**What to do**
Could you repeat the records from the beginning up to and including the line with "POLYGON ((673 508, 677", substituting "pine tree" for "green tree" and leaving everything else the same?

[START OF Dataset records]

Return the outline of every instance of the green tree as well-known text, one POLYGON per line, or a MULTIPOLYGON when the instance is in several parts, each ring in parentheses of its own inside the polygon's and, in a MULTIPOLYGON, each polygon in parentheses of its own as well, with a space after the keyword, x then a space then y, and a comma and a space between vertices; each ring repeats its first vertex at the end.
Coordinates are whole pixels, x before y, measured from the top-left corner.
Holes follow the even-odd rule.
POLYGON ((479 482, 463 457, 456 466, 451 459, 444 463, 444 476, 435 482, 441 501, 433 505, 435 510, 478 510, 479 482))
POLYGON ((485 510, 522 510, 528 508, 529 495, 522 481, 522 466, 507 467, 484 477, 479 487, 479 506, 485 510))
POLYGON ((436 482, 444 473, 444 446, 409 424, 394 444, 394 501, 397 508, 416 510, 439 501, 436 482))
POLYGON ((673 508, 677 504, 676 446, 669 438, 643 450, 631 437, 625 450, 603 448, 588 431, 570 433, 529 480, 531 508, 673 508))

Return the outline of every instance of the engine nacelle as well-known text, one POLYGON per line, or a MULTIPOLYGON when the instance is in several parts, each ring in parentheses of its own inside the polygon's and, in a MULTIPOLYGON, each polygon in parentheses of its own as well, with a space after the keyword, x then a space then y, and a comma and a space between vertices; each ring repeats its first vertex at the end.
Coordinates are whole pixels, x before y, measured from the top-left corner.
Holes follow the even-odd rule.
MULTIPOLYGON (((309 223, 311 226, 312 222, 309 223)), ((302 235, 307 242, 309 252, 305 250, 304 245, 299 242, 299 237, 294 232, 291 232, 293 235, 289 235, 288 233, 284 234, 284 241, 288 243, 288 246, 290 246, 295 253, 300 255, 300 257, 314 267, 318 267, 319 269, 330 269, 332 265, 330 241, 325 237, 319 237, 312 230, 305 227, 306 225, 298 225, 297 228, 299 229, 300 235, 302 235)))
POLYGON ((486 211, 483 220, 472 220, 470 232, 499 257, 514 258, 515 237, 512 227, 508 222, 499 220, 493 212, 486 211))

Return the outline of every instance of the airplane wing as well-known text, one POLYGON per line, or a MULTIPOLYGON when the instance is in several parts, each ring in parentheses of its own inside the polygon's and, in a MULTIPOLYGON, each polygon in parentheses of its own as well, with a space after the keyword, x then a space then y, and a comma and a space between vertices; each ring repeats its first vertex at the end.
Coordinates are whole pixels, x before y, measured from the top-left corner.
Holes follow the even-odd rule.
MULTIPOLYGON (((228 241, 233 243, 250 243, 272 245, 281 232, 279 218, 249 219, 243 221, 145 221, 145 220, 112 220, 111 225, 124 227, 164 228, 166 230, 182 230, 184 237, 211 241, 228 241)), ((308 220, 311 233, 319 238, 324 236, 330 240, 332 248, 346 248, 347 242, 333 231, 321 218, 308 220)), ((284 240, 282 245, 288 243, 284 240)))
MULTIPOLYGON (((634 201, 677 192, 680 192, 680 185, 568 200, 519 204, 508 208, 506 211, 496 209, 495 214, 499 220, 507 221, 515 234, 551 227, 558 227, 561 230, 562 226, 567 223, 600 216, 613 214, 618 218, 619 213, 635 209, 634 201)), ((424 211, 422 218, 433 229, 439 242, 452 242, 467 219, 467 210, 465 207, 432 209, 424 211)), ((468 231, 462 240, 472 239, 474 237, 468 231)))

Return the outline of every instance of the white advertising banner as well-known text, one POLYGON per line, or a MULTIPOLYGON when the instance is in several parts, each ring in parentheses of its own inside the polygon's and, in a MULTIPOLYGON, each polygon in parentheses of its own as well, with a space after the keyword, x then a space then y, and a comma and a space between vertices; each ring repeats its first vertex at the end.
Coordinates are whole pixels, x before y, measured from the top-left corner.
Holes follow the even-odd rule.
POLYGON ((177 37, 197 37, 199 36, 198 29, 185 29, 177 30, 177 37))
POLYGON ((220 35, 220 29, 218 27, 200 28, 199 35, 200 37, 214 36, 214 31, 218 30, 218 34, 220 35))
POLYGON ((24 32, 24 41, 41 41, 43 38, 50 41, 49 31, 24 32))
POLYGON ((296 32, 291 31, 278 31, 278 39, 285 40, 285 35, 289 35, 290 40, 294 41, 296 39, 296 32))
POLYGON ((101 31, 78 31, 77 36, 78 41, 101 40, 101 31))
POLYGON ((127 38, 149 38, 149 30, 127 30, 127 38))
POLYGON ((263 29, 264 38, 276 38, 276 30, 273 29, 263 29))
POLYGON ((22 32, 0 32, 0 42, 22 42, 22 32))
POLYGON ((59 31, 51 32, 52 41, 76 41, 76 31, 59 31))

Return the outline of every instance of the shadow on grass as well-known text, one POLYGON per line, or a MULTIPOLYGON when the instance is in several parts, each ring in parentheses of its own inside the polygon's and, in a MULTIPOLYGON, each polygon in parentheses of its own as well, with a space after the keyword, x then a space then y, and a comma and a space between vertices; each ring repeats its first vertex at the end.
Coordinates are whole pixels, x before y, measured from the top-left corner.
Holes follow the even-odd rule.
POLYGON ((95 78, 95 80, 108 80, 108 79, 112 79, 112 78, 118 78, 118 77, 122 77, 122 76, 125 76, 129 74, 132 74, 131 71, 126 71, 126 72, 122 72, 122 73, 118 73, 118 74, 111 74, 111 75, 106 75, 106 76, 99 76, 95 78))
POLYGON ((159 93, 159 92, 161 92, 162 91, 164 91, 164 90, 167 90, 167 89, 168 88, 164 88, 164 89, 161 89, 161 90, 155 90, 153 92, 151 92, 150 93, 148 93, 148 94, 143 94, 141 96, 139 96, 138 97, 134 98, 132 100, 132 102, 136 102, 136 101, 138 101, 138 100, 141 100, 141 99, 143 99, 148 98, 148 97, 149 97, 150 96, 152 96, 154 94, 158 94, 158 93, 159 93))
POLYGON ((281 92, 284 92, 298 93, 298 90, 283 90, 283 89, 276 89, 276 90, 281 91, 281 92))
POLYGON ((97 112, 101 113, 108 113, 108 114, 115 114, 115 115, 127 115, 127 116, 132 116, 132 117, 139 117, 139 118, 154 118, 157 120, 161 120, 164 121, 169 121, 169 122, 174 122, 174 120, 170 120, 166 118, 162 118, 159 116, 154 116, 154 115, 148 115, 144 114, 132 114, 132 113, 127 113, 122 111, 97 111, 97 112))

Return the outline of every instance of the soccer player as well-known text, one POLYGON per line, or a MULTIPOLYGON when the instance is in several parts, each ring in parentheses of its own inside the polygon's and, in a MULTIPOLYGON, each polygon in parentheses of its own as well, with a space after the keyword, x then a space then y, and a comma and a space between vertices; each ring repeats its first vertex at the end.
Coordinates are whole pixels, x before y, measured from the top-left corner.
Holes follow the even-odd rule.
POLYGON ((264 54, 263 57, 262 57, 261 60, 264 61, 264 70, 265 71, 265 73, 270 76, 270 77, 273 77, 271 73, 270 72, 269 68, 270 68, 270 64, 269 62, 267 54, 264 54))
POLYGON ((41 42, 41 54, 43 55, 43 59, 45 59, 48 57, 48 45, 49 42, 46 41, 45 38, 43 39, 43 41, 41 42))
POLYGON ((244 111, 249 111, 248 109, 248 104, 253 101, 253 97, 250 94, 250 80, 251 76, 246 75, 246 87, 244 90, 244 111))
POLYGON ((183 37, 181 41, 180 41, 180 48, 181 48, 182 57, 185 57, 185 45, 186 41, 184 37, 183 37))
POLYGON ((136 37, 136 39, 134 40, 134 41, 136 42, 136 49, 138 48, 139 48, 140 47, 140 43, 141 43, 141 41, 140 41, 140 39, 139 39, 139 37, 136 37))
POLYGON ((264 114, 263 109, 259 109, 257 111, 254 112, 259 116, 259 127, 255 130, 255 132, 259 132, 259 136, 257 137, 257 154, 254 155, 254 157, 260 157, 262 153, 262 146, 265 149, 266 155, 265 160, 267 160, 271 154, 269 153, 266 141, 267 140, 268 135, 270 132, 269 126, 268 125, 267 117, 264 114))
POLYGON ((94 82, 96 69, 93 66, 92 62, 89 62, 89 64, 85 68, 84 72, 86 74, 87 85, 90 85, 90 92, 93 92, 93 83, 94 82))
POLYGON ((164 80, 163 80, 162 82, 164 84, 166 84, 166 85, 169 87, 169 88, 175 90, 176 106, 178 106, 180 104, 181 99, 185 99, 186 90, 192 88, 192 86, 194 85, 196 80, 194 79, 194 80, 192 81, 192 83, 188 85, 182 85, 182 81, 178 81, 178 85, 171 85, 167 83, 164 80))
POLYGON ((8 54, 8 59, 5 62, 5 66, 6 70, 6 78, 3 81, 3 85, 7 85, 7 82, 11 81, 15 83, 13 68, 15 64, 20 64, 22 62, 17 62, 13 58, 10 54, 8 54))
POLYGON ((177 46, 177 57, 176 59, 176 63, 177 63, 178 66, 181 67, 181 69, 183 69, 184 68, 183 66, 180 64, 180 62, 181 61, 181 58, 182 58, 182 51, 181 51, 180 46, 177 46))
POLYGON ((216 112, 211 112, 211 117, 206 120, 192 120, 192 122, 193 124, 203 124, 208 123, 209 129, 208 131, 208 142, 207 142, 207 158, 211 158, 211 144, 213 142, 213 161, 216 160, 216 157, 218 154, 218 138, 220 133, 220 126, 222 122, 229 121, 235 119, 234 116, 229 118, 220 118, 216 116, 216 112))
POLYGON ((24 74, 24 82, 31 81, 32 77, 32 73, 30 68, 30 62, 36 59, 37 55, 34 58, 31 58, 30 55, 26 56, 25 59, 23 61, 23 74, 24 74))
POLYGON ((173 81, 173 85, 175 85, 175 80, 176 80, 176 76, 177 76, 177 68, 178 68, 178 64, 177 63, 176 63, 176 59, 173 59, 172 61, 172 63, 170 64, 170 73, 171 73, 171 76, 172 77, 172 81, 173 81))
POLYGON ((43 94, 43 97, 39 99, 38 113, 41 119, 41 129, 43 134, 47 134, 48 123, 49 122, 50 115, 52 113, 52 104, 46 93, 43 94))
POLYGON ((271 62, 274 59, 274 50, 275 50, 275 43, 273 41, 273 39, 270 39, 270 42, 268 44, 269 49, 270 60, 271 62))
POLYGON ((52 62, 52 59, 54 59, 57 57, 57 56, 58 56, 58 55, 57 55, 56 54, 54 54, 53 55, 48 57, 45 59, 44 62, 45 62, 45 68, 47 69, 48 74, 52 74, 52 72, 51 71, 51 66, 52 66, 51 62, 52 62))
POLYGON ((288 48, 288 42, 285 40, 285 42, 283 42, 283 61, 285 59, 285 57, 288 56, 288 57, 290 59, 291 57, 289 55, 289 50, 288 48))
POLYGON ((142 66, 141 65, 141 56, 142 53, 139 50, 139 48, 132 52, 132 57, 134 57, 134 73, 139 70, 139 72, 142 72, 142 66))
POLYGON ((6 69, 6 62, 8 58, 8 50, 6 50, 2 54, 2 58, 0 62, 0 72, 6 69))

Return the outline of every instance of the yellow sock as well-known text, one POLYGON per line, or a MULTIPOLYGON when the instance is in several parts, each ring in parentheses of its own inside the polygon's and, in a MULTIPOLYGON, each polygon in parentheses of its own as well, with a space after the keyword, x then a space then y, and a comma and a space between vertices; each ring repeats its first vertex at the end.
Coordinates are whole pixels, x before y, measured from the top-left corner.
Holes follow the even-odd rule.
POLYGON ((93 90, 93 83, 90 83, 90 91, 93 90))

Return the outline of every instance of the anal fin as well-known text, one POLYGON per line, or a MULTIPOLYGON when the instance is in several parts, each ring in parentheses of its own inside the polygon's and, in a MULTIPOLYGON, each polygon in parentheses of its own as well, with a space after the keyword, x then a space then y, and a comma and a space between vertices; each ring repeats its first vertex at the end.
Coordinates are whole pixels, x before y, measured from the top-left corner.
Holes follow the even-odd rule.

[END OF Dataset records]

**Solution for this task**
Return the outline of every instance of the pine tree as well-known text, one POLYGON per line, or a MULTIPOLYGON when the instance is in several parts, each ring in parentheses of its own inside the polygon's and, in a MULTIPOLYGON, each polygon in parentheses of its own as well, with a space after the keyword, x then a space then y, and a comma and a space between vertices; each ring repeats its first vertex at the end.
Coordinates are whole pixels, x before y, measured from the top-left corner.
Holes follow the even-odd rule.
POLYGON ((479 482, 463 457, 456 466, 451 459, 444 463, 444 476, 435 482, 441 501, 433 505, 435 510, 478 510, 479 482))
POLYGON ((485 510, 522 510, 528 508, 529 495, 522 481, 522 466, 507 467, 484 477, 479 487, 479 506, 485 510))
POLYGON ((436 482, 444 473, 444 446, 409 424, 394 444, 394 501, 397 508, 416 510, 439 501, 436 482))
POLYGON ((673 508, 677 504, 676 446, 669 438, 643 450, 631 437, 625 450, 603 448, 588 431, 570 433, 529 480, 531 508, 673 508))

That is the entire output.